Exercise brief – Rewrite the rows below with "snow" renamed to "slush" and everything else left unchanged.

(Labeled point rows)

___

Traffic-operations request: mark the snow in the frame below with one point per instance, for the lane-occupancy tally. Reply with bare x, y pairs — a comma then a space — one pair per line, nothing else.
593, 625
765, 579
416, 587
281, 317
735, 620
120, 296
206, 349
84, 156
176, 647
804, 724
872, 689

___

Task response –
Traffic-operations request: mark the slush in the frame below with one point per instance, for the lane-occupancy tally. Reply with bare x, y pairs — a comma then a space — one pair per line, nothing else.
593, 625
765, 579
416, 587
281, 317
735, 620
120, 296
206, 349
84, 156
176, 647
804, 724
872, 689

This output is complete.